Free-text object descriptions
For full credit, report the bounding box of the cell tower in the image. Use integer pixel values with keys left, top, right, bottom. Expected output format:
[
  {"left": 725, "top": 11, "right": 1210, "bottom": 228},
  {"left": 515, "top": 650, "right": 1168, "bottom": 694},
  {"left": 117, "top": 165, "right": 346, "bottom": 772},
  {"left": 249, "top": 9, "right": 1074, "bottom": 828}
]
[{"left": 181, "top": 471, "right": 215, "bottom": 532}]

--

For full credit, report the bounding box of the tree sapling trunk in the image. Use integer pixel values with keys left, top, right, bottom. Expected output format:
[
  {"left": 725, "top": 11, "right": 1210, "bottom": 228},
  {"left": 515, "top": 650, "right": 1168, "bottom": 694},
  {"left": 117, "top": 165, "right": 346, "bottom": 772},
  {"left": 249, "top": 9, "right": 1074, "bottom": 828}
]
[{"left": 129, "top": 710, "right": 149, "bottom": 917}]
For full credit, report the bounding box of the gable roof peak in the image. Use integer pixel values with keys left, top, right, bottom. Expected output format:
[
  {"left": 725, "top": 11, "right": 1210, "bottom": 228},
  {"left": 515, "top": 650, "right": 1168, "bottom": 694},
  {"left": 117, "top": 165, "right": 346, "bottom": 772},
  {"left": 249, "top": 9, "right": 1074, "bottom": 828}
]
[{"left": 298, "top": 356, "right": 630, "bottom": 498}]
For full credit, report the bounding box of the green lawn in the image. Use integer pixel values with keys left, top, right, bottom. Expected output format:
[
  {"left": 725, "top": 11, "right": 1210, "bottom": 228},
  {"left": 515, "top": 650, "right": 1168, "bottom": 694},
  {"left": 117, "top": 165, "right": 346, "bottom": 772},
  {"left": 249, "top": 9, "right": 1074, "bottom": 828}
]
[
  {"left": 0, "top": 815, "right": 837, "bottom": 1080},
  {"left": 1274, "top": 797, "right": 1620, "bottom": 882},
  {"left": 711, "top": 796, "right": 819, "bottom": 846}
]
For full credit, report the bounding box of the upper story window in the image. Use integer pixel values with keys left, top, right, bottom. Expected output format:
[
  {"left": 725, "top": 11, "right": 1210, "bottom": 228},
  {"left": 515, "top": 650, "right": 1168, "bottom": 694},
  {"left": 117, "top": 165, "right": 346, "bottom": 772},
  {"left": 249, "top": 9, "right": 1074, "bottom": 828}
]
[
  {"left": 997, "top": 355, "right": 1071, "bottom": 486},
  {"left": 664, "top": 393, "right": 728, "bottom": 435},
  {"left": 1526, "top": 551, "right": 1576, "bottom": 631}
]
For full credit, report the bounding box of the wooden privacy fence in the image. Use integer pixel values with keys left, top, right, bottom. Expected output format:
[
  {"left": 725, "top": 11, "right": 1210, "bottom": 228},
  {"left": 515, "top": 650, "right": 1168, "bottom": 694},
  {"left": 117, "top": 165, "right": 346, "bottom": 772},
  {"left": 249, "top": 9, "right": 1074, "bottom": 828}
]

* **TASK TO COMPLETE**: Report each line above containing the string "Expected".

* **RESULT OF THE TASK**:
For full credit, report the bounding box of the cell tower in the image. Use integer pixel values with keys left, top, right, bottom. Expected output format:
For full credit, report the bounding box of the tree sapling trunk in the image. Use integer pixel values with keys left, top, right, bottom. Expected output format:
For full credit, report the bounding box of the gable roof peak in the image. Use integer pixel values with keys left, top, right, bottom. Expected output format:
For full credit, report the bounding box of the green lawn in the image. Use integer pixel values with keys left, top, right, bottom. Expected output format:
For full credit, report the bounding box of the upper story window in the image. Use integer pixel values with keys left, top, right, bottom. Expected output format:
For full credit, report the bounding box of the wooden privacy fence in the image. Use integer pixel values with keys left, top, right, bottom. Expected output format:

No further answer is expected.